• Work request
Reproduce all the entries beneath this sentence exactly.

• Dataset entries
=== Section Start ===

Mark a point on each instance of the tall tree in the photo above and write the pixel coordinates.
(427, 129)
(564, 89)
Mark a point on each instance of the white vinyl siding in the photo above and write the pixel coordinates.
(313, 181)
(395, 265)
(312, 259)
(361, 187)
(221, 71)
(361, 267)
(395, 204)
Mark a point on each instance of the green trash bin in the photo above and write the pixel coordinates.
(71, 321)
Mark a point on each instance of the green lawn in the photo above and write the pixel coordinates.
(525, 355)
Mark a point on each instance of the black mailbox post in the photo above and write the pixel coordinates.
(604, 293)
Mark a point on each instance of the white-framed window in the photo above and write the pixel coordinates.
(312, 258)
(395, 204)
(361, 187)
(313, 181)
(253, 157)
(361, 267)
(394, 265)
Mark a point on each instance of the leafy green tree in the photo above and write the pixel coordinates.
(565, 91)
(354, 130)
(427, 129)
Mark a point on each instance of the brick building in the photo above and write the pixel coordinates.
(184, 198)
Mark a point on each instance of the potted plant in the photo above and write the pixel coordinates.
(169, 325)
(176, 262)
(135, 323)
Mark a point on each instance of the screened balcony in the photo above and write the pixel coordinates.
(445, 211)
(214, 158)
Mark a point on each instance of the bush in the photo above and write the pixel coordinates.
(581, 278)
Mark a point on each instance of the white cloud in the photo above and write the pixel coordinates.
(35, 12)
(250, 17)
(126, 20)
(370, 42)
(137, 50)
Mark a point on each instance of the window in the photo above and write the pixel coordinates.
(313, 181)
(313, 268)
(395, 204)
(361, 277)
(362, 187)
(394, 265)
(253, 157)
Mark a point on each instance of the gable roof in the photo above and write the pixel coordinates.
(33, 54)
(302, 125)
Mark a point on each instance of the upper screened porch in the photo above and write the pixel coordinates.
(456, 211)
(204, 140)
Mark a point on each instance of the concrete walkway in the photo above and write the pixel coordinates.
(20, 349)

=== Section End ===

• Response to the exercise
Mark a point on each instance of the tall tree in the photo above and write the pixel coordinates.
(427, 129)
(564, 89)
Mark a point on each instance of the white vinyl siding in the photo above and write the pixel coordinates.
(313, 181)
(395, 265)
(312, 259)
(361, 187)
(221, 71)
(361, 267)
(395, 204)
Mark a point on each instance of the green trash bin in the photo above and write the pixel coordinates.
(71, 321)
Mark a point on each instance of the green lawn in the photo above and write the pixel coordinates.
(525, 355)
Mark a point on each instance of the black mailbox post in the photo above and write the pixel coordinates.
(604, 293)
Mark a point on each instance of the white-framed window in the photo above and write the pixel coordinates.
(312, 258)
(395, 204)
(361, 187)
(313, 181)
(253, 157)
(361, 267)
(394, 265)
Mark a point on each instance of the leafy green tree in the photo above and write the pixel coordinates.
(565, 91)
(354, 130)
(427, 129)
Mark a point on each instance of the brick building in the photo above and write the pixel coordinates.
(184, 198)
Mark a point on each instance of the potted plant in the photo above and write the pixel coordinates.
(169, 325)
(176, 262)
(135, 323)
Mark a point on each instance of the screened balcony in the photo above and write the pixel coordinates.
(445, 211)
(214, 158)
Mark a point on each instance of the bush in the photo above and write the pixel coordinates.
(581, 278)
Mark a point on each instance of the white cloud in the photo above and write the pixel coordinates.
(35, 12)
(250, 17)
(126, 20)
(370, 42)
(137, 50)
Mark a point on each instance of the window in the photo above and write the pixel coordinates.
(313, 181)
(313, 268)
(395, 204)
(361, 277)
(362, 187)
(394, 265)
(253, 157)
Mark a point on each instance of the gable roof in the photo above and write the pixel coordinates.
(33, 54)
(302, 125)
Mark a point on each instance of the upper screened porch in the photo above and write the pixel coordinates.
(456, 211)
(204, 140)
Mark a point on each instance of the concrete walkway in the photo above and write the pixel coordinates.
(20, 349)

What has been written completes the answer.